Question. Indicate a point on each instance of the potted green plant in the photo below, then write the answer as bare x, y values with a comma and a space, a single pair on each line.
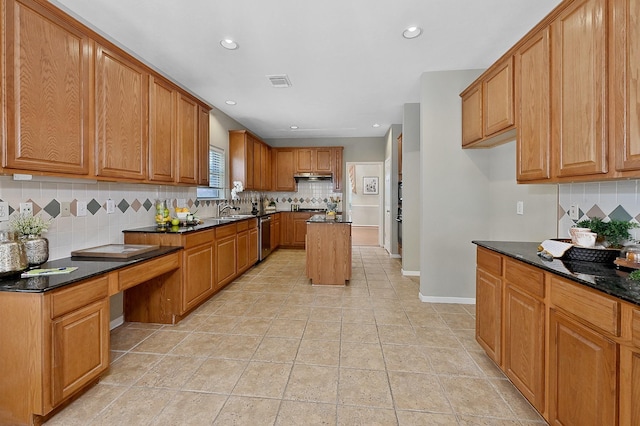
30, 229
611, 234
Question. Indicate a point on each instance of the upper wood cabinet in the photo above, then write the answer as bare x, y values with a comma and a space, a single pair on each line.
188, 141
47, 91
533, 145
76, 105
249, 161
487, 107
625, 86
283, 162
162, 130
579, 89
121, 116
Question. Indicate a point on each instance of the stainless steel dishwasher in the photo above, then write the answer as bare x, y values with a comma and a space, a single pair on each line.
265, 236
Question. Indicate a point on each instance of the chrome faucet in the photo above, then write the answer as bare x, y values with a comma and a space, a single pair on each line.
226, 206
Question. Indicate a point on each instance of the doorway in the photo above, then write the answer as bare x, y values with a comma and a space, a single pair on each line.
364, 196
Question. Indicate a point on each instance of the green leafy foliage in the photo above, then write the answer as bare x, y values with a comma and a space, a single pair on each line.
613, 233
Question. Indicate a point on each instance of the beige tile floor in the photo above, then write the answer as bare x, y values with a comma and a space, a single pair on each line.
271, 349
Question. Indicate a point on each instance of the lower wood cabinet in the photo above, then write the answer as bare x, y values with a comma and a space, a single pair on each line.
572, 351
582, 374
226, 251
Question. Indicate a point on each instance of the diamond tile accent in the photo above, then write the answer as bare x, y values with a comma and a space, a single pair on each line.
136, 205
620, 213
123, 205
53, 208
93, 206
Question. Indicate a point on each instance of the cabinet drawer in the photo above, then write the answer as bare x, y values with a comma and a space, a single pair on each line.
79, 295
635, 326
145, 271
225, 231
525, 277
593, 308
489, 261
198, 238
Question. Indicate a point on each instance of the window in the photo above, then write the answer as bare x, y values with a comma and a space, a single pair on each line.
216, 175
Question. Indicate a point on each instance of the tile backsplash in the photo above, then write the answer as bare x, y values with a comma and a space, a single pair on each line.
614, 200
134, 207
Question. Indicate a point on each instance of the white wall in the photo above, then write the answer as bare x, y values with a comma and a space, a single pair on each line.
412, 211
467, 194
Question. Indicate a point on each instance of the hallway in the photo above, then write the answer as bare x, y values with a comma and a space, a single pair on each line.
270, 349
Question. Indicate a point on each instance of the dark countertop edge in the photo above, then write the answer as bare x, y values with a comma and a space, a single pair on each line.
605, 278
87, 268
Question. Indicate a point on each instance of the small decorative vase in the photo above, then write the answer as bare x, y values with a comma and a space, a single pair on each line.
37, 248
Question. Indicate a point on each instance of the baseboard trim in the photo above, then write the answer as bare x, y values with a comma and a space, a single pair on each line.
459, 300
116, 322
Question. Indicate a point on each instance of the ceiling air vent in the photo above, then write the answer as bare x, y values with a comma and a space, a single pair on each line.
281, 80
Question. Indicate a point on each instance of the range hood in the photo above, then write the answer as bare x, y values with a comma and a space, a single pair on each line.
313, 176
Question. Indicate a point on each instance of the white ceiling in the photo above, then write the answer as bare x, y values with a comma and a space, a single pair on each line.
348, 63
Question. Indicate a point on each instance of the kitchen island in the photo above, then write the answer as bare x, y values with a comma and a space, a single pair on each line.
328, 250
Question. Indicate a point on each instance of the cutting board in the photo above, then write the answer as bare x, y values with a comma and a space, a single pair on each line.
120, 251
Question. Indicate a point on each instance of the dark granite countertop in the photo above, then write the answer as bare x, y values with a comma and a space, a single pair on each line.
605, 277
206, 224
321, 218
87, 268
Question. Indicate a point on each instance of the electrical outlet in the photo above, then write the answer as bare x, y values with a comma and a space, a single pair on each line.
574, 212
81, 208
4, 211
111, 206
26, 209
65, 209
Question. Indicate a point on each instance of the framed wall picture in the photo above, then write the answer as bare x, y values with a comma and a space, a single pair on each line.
370, 185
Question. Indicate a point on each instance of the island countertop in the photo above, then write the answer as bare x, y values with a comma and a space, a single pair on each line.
604, 277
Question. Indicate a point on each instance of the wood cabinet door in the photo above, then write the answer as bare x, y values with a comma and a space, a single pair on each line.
47, 91
338, 167
203, 143
582, 374
242, 255
162, 137
629, 386
498, 99
579, 89
80, 348
258, 182
225, 256
472, 115
533, 68
197, 279
324, 160
121, 116
625, 85
188, 144
265, 167
489, 313
524, 344
284, 169
304, 159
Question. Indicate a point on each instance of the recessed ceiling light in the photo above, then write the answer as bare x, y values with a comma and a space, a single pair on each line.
229, 43
412, 32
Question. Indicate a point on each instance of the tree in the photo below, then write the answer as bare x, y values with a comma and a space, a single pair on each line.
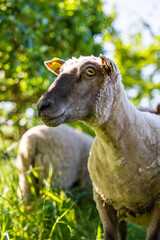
35, 31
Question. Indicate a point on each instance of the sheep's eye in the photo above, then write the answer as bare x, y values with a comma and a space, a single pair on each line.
90, 71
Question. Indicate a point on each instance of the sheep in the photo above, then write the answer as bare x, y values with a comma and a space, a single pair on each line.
124, 162
156, 111
62, 148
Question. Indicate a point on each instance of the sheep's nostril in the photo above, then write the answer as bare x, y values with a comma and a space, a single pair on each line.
42, 106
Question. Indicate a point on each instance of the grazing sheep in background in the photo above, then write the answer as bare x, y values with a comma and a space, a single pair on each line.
62, 148
124, 164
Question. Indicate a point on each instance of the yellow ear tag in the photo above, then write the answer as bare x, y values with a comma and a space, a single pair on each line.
55, 66
55, 59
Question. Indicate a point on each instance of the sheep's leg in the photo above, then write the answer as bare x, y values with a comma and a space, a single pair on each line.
108, 216
154, 227
123, 230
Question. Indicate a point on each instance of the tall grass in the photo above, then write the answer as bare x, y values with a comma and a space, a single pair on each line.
53, 215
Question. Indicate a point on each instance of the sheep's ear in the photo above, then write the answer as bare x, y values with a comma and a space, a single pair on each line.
108, 65
54, 65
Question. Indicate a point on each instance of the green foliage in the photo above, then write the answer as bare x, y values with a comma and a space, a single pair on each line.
55, 215
32, 32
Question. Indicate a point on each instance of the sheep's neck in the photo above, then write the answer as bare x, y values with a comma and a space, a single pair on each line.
120, 133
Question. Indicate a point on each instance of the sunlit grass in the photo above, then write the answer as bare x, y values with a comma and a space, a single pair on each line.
55, 214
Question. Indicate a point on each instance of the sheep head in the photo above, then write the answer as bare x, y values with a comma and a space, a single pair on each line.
83, 90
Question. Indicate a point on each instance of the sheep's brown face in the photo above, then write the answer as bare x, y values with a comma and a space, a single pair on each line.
73, 94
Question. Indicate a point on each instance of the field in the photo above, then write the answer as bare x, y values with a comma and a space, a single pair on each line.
55, 214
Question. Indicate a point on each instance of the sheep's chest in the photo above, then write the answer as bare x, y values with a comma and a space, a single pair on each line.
126, 186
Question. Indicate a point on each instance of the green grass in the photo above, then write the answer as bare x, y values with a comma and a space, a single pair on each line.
56, 215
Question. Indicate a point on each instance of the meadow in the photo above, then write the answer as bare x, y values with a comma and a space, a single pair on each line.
55, 214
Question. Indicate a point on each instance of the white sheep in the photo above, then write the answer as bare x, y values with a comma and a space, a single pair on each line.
124, 164
63, 149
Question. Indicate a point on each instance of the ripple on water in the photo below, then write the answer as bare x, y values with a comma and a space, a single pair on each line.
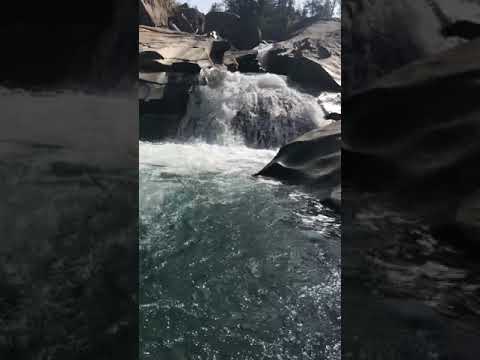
233, 267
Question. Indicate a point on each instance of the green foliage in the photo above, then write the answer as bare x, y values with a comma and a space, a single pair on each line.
276, 17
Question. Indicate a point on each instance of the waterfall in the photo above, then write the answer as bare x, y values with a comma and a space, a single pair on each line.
257, 110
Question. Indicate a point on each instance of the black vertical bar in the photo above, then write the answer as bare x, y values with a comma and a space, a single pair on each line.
410, 180
69, 180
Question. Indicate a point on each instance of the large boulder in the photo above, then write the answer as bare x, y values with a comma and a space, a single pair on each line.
187, 19
245, 61
312, 160
155, 12
311, 56
382, 35
418, 127
169, 63
242, 33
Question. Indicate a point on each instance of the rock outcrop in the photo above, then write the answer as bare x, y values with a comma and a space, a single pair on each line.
169, 65
155, 12
313, 159
187, 19
311, 56
242, 33
382, 35
418, 127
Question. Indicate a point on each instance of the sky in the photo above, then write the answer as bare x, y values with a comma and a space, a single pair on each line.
205, 5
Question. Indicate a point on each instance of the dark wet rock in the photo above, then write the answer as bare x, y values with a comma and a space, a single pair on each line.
246, 60
381, 36
68, 169
313, 159
418, 127
463, 28
264, 130
154, 12
311, 56
242, 33
187, 19
333, 116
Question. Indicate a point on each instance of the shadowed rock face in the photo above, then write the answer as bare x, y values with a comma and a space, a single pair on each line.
242, 33
311, 56
154, 12
418, 127
188, 19
313, 159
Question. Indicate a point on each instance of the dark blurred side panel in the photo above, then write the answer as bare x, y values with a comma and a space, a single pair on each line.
69, 180
410, 178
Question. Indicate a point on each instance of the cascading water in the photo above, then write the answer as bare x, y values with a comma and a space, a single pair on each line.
234, 267
258, 110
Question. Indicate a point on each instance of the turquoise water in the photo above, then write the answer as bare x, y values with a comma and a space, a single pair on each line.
233, 267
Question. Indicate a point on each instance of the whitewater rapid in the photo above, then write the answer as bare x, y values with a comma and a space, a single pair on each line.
257, 110
233, 266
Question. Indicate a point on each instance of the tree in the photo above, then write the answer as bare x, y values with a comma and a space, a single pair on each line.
216, 7
321, 8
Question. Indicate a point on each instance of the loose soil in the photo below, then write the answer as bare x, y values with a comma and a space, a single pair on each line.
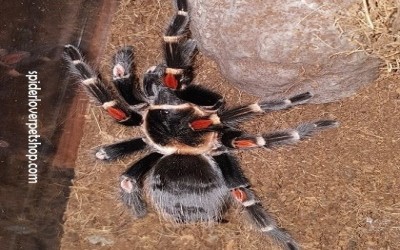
336, 190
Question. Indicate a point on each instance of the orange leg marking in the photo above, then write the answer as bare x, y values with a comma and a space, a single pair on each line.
201, 124
117, 113
244, 144
170, 81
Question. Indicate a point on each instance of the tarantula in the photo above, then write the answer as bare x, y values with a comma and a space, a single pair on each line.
190, 173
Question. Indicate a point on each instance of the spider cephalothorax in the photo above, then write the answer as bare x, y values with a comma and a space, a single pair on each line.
190, 172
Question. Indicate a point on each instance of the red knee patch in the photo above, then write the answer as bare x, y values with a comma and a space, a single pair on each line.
201, 124
245, 143
118, 71
170, 81
117, 114
239, 195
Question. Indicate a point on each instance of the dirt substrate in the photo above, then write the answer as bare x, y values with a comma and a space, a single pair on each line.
337, 190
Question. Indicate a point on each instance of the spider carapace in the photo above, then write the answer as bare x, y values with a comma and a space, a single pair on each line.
190, 173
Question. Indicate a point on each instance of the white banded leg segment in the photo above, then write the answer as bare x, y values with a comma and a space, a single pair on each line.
85, 75
261, 219
286, 103
123, 63
292, 136
238, 114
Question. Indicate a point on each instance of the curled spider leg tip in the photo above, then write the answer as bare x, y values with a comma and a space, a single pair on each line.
102, 155
132, 197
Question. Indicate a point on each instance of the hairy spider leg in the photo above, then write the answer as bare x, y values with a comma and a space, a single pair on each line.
124, 77
232, 117
237, 139
239, 188
179, 53
112, 102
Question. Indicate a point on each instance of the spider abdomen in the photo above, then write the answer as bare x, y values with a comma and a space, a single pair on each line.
167, 130
188, 188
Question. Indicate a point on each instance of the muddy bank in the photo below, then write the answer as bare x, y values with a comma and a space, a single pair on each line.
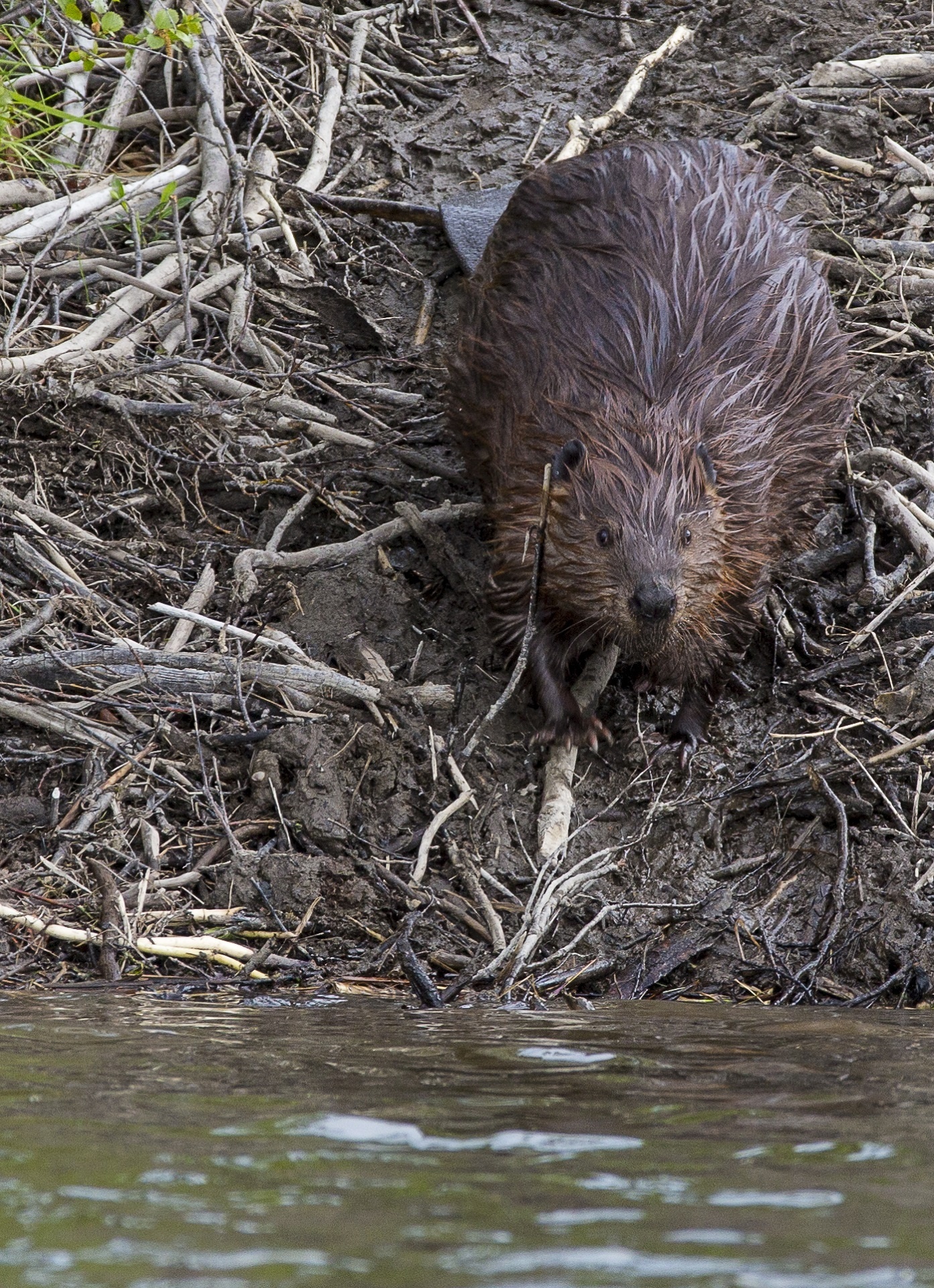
305, 806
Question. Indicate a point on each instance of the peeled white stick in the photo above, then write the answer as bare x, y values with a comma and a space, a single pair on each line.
119, 109
78, 347
43, 219
557, 798
325, 128
162, 321
581, 133
25, 193
872, 71
198, 599
74, 101
431, 833
354, 58
183, 947
263, 169
269, 637
215, 168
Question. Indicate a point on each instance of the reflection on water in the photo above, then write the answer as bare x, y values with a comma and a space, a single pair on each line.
154, 1144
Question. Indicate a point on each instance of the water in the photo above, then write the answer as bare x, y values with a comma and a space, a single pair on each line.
151, 1144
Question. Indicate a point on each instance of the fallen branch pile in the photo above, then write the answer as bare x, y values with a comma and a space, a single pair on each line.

- SHORT EXERCISE -
Extract the run of lines from the line holding "Question. Indicate a point on each instance of the white banded" through the final line of the material above, exactly and inclusively. Leave the pictures behind.

- EXERCISE RESPONSE -
Question. Indicate a point on each instance of the white banded leg segment in the photo above, then write the answer as bare x, y values with a comma and a space, a single pair on each line.
85, 75
261, 219
286, 103
123, 63
292, 136
238, 114
Question. Indicate a point on each instance of the curled spider leg tip in the photo above, then write the answer as bare x, y values with a comma and a space, a single pair on each line.
102, 155
132, 197
Question. Indicate a point on each instance of the hairy spider leg in the photo above, then write the answer as bare x, y values with a comma and a space, a single pair on each line.
124, 77
232, 117
237, 139
239, 188
179, 53
112, 102
Question. Indicate a point on each instance of the spider abdomen in the photo above, then write the answer as bare x, y values with a comma and a space, a single pair on each line.
167, 130
188, 188
Question. Indicate a point on each instance of the muddy bank in the photo below, then write the answer as bare x, y values with a comma and a space, a single pair on each line.
305, 806
Question. Indicate a point on each instance of the peeled white stick in the photo above, then write the answer as bare x, y values with a comma and a space, a single pair on each line.
119, 109
78, 347
43, 219
557, 798
325, 128
162, 321
581, 133
25, 193
872, 71
198, 599
74, 101
431, 833
354, 58
183, 947
263, 169
269, 637
215, 168
Question. Indicate a point on each instance of the reflection on water in the photo above, then write the answer as bare x, y values with a comma and a space, a single pair on each line.
154, 1144
Question. Indicate a point on each instance of the water in the photo above, then write the answer as bare x, y values with a comma and a space, a single pair on each line.
151, 1144
Question. Indicate a point on each instance of the fallen branch pile in the photo above, then write the answer as bare x, y values with a comma and a space, a single pair on each line.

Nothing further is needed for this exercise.